SOURCE EXTRACT:

--- START ---

‘Be Careful What You Wish For’: The Election Conspiracy Theorist Freaking Out Both the Left and the Right

2 years ago

MERCERSBURG, Pa. — On Memorial Day morning, Doug Mastriano, the retired Army colonel, election conspiracy pusher and, now, Pennsylvania’s Republican nominee for governor, put on his dress military uniform, with his white gloves, saber and golden spurs, and fell in behind the color guard for a small parade here.

Winding through town from an elementary school to a cemetery, he was followed by a black Ram pickup, whose driver aired Christian pop rock through an open window before the marching band picked up. A man along the parade route said to him, “Good luck!” And though Mastriano said at the cemetery it was a day for “no politics,” not long after, when he called into the Wendy Bell Radio program, it plainly was, and had been all along — the uniform, the church, the “days of turmoil and uncertainty” that he’d referenced at the cemetery.

The Democratic Party, Mastriano told the conservative talker, had become “so far left, so radical.” America was “going through dark times.” The Democratic “party machine” and the mainstream media was against him.



What Mastriano had was a “movement.”

His hope, he said, is that “it’s going to be such a great blessing to all people.”

A state senator little known until recently outside of his conservative, south-central Pennsylvania district (he was the fourth-place finisher in a 2018 House primary), Mastriano’s victory in the Republican primary for governor last month disgusted Democrats and panicked establishment-minded Republicans. To them, he represented a structural threat to democracy, objectionable primarily for promoting Donald Trump’s lie that the 2020 election was rigged.

--- END ---

SUPPLIED INFORMATION:
--- START ---

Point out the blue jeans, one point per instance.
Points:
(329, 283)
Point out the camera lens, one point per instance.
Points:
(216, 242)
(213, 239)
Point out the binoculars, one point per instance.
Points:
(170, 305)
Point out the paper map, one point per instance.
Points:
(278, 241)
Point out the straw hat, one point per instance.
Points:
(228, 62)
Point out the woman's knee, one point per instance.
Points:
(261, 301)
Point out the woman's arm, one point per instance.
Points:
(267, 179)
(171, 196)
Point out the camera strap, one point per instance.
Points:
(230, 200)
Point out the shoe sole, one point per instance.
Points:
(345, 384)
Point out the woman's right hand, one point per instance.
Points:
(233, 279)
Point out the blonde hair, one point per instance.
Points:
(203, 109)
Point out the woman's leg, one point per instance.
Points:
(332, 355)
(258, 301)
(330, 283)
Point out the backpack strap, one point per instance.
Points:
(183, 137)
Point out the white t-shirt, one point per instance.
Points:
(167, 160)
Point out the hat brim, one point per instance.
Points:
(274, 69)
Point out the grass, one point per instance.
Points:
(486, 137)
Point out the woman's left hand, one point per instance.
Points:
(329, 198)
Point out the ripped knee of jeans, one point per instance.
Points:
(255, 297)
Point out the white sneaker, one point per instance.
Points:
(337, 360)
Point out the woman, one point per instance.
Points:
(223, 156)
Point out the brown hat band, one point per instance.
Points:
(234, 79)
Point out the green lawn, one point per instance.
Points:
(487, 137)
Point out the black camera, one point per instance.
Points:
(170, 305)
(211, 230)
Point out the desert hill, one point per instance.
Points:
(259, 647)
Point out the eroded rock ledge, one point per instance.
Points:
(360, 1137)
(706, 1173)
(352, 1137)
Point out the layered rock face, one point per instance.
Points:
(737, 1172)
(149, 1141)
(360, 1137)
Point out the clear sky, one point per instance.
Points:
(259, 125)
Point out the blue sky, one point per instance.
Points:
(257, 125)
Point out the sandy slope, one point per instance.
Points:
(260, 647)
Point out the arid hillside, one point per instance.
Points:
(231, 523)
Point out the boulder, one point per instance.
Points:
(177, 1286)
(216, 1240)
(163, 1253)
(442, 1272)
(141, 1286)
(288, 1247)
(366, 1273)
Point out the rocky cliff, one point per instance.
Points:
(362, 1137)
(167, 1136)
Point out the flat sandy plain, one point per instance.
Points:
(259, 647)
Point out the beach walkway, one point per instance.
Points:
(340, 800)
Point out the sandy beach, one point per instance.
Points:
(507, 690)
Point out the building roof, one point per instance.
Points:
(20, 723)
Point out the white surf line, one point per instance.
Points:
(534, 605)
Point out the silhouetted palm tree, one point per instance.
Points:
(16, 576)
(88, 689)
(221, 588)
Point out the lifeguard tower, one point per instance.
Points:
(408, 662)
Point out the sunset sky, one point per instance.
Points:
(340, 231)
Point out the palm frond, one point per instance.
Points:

--- END ---

WHAT YOU SHOULD DO: From the article about Doug Mastriano, copy word for word the passage that starts at the words "Winding through town" and ends after the words "was against him.".

SOLUTION:
Winding through town from an elementary school to a cemetery, he was followed by a black Ram pickup, whose driver aired Christian pop rock through an open window before the marching band picked up. A man along the parade route said to him, “Good luck!” And though Mastriano said at the cemetery it was a day for “no politics,” not long after, when he called into the Wendy Bell Radio program, it plainly was, and had been all along — the uniform, the church, the “days of turmoil and uncertainty” that he’d referenced at the cemetery.

The Democratic Party, Mastriano told the conservative talker, had become “so far left, so radical.” America was “going through dark times.” The Democratic “party machine” and the mainstream media was against him.